## begin Source records

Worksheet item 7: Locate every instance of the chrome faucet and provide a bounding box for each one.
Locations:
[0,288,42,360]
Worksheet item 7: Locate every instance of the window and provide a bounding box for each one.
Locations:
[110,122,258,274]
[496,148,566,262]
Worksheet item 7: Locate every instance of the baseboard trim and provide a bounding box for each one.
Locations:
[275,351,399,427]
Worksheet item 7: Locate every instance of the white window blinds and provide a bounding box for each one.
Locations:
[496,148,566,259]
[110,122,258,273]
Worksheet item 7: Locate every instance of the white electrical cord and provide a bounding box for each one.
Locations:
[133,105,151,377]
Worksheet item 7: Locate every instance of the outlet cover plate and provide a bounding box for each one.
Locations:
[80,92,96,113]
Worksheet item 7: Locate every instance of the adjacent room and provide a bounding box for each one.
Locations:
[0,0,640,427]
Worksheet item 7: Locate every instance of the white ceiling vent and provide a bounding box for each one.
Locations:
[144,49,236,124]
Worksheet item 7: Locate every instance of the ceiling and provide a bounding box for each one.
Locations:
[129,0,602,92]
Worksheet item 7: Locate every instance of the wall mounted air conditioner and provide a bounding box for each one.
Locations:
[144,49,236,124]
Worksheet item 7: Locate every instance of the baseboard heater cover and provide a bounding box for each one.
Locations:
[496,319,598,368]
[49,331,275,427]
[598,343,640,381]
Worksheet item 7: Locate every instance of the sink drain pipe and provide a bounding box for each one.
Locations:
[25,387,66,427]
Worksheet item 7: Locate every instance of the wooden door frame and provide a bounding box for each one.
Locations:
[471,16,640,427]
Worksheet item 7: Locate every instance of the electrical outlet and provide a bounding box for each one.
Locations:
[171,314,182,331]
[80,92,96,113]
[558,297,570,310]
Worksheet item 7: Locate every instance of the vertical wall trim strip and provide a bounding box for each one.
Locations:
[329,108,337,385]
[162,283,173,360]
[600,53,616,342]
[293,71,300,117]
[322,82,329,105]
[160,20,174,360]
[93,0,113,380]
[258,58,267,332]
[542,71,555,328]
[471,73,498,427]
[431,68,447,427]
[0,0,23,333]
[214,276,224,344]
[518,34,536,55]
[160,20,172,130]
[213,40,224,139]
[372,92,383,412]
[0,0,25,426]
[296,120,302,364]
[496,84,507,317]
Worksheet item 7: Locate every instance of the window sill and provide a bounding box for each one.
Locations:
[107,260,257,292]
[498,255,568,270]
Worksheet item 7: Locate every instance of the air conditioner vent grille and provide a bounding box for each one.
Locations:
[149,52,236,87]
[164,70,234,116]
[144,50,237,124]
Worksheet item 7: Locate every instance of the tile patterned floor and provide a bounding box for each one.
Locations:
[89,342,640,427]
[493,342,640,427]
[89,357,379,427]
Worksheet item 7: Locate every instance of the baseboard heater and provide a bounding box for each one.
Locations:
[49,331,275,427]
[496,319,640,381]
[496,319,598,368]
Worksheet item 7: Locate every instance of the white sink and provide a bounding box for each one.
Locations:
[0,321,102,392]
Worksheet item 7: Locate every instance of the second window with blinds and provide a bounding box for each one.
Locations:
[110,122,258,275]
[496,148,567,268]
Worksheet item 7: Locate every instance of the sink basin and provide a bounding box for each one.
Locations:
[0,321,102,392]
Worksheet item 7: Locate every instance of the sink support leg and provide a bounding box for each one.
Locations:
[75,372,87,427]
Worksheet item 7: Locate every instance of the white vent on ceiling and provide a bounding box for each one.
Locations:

## end Source records
## begin Source records

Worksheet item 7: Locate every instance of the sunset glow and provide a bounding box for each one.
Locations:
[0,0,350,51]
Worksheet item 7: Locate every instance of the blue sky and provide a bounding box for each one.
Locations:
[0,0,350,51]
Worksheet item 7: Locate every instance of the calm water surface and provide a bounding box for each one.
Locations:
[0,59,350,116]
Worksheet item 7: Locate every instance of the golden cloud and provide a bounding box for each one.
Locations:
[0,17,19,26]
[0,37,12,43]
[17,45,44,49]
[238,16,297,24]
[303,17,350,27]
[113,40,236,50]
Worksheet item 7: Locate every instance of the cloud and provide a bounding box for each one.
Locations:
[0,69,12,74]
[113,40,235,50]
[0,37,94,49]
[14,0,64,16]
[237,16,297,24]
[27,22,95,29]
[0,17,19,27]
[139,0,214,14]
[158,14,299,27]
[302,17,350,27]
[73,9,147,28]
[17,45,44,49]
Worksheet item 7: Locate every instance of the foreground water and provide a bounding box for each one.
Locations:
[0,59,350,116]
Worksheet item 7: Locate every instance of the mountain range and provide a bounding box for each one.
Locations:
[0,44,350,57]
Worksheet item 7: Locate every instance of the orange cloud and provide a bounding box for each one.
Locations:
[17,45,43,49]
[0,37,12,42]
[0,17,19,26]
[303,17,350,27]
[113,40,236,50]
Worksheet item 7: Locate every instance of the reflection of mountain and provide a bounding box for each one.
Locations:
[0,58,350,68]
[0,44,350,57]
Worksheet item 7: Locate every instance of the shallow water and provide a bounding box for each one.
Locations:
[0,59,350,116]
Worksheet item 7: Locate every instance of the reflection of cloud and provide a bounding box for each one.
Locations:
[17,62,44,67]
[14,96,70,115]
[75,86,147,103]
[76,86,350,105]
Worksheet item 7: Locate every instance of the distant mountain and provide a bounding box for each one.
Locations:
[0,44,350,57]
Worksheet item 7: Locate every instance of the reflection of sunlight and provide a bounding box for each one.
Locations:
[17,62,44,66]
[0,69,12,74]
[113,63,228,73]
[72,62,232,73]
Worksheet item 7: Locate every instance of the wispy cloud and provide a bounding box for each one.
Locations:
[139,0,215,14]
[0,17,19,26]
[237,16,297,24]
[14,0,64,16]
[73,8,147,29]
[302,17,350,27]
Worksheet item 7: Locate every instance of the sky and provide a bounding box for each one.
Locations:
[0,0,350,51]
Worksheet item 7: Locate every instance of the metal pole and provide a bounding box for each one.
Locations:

## end Source records
## begin Source records

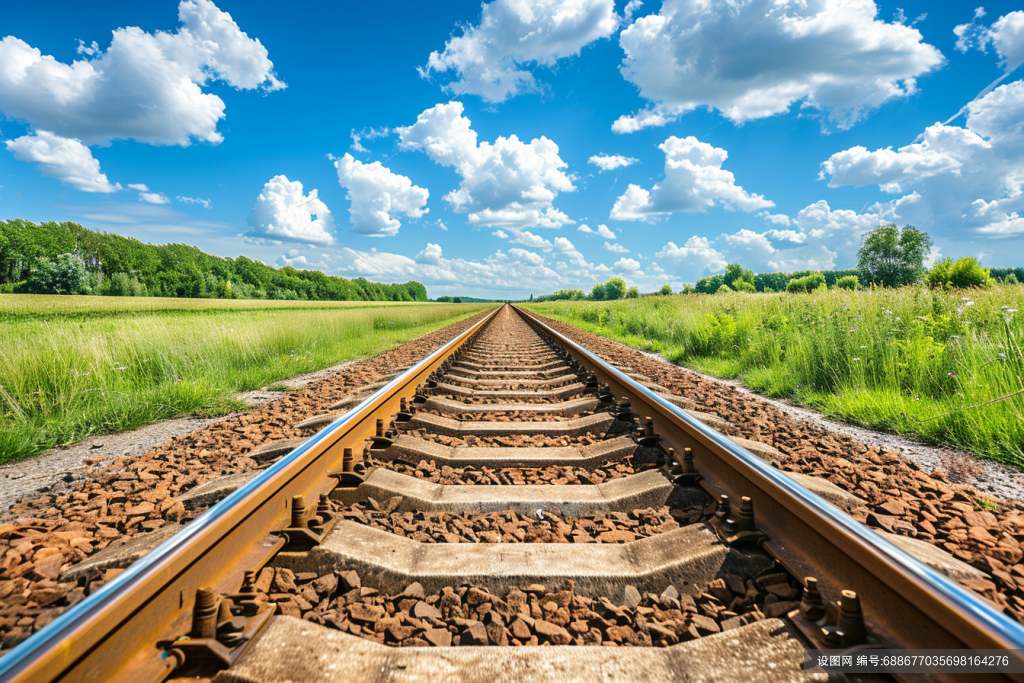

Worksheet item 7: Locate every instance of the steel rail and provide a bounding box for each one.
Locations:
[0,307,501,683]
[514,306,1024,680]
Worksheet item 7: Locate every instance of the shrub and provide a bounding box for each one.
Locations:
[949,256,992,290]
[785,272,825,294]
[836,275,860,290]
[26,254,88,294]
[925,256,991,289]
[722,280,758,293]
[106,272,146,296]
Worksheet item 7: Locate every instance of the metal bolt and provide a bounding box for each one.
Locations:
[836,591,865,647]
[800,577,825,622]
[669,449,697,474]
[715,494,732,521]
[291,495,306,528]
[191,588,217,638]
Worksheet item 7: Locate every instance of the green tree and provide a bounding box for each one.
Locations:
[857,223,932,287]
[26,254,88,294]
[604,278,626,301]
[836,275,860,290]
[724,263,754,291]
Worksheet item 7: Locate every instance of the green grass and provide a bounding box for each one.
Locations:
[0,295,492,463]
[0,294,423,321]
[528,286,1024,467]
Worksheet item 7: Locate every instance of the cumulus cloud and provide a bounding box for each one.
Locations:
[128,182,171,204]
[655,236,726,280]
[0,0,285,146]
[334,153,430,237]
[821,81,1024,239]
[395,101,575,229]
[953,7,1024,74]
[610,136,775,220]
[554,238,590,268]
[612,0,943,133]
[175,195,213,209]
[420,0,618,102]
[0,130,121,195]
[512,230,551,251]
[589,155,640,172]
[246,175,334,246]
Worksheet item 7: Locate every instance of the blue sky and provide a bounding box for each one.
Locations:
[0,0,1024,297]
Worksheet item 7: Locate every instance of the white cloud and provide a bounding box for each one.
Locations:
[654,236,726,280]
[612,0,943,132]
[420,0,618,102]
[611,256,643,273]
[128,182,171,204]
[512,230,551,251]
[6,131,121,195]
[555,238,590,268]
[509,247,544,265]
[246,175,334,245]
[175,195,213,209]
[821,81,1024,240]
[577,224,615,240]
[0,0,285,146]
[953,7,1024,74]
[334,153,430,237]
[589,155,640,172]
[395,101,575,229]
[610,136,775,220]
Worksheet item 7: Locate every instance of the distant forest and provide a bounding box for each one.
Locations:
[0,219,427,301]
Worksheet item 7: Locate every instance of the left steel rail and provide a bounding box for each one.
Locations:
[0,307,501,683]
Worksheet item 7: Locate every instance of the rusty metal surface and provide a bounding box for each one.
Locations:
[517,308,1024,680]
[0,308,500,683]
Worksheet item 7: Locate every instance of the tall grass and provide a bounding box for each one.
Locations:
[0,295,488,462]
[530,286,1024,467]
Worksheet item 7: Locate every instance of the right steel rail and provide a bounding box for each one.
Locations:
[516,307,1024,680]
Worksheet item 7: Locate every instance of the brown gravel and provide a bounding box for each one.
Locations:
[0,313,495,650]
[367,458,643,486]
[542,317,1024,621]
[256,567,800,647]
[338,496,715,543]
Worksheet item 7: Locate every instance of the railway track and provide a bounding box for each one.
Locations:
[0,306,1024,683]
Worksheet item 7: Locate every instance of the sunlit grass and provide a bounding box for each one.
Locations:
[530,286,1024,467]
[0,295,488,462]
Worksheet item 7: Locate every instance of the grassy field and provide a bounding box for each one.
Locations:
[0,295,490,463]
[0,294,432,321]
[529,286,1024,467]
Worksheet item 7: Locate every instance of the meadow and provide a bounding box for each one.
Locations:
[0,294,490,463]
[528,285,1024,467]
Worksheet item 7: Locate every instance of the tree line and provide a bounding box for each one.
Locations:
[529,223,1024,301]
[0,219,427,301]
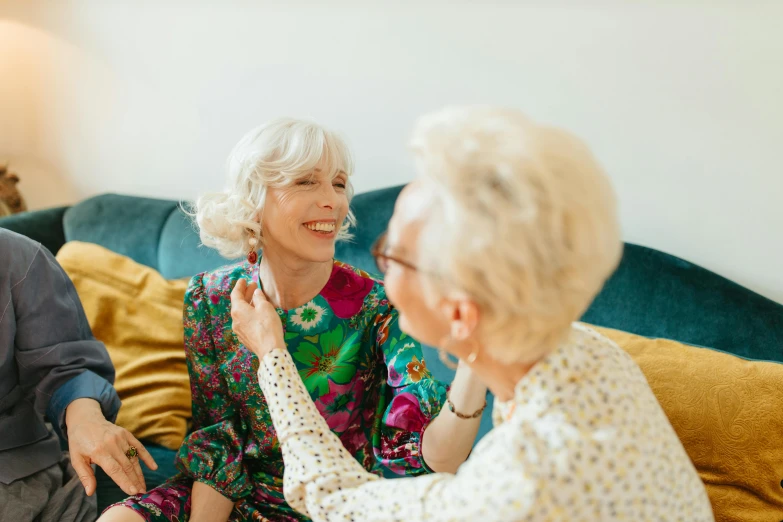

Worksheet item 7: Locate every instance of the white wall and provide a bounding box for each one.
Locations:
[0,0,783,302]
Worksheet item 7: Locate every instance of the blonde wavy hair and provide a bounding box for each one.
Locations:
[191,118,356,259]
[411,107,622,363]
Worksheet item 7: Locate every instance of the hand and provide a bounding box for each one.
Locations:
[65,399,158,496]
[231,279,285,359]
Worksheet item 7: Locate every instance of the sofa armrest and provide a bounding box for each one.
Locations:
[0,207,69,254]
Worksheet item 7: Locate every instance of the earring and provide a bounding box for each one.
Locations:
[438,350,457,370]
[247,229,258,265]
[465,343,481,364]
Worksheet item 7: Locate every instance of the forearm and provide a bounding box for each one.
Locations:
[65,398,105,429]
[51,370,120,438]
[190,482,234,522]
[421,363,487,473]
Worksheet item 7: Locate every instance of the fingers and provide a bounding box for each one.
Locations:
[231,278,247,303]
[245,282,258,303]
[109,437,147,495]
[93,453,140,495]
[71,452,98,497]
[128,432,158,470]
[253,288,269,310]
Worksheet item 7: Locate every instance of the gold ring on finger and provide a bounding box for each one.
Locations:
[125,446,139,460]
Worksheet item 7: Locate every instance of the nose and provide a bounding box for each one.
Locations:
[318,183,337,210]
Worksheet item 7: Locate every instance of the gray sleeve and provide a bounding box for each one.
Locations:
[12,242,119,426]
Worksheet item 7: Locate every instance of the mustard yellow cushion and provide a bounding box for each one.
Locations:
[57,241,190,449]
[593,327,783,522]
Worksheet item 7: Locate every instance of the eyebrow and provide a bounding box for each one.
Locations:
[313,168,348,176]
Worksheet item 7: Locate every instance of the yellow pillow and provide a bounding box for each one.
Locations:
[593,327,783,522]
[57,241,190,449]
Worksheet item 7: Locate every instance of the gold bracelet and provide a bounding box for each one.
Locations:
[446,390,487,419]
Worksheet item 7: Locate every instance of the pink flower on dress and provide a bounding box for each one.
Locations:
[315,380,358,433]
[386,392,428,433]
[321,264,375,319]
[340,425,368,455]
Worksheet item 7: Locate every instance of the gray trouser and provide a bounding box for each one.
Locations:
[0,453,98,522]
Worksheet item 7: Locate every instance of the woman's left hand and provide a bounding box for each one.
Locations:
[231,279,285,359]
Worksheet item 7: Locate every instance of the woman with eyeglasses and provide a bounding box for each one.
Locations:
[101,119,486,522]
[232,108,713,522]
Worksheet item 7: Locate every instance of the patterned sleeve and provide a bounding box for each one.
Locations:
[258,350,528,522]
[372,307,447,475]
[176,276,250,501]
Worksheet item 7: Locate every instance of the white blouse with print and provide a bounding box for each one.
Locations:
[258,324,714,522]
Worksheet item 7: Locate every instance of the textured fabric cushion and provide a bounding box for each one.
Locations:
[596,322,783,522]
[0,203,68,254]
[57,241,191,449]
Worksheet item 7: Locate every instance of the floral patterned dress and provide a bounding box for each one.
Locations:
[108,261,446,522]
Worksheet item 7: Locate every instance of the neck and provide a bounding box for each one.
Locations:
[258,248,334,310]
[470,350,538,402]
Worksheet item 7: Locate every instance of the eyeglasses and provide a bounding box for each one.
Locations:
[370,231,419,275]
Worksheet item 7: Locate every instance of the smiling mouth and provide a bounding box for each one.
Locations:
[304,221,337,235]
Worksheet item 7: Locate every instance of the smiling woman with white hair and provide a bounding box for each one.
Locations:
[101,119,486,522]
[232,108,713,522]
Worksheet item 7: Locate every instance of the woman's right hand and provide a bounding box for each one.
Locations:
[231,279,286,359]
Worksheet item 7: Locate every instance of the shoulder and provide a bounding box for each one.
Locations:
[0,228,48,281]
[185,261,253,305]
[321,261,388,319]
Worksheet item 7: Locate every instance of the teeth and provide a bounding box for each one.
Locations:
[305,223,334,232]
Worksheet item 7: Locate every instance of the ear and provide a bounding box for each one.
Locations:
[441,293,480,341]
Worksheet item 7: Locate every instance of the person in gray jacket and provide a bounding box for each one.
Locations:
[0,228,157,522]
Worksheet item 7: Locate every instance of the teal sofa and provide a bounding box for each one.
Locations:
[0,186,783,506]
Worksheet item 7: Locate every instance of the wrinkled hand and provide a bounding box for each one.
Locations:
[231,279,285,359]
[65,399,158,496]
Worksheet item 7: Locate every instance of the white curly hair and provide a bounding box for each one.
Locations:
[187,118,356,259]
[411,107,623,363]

## end Source records

Written instruction =
Rewrite the lines starting at the one containing "Worksheet item 7: Locate every instance of the gold bracelet" and ending at the one containing "[258,324,714,522]", with "bounding box" changed to "bounding rectangle" and everything else left as is.

Written answer =
Worksheet item 7: Locate every instance of the gold bracelet and provide a bounding rectangle for each one.
Locations:
[446,390,487,419]
Worksheet item 7: Locate every instance of the pink flower on dress and provide a bounding rectangle for each one.
Locations:
[315,380,358,433]
[386,392,428,433]
[321,264,375,319]
[340,425,368,455]
Worksheet item 7: Locate every instance of the gray trouser and provide a bounding rectangle for each one.
Locations:
[0,453,98,522]
Worksheet item 7: Locate every instance of the woman's left hand and provide a bounding rectangle for each one.
Locations:
[231,279,285,359]
Worksheet item 7: Locate every instance of the woman with eyeglasses and provide a bounding rectangle for each one.
Locations:
[101,119,486,522]
[232,108,713,522]
Worksheet item 7: Locate every instance of the patterned sleeve and provide a bounding rectangle for each one.
Locations:
[258,350,528,522]
[372,307,447,475]
[176,276,250,501]
Worksheet item 7: Locate every instance of the white blouse with print and provide a bounding rectangle for each one.
Locations:
[258,324,714,522]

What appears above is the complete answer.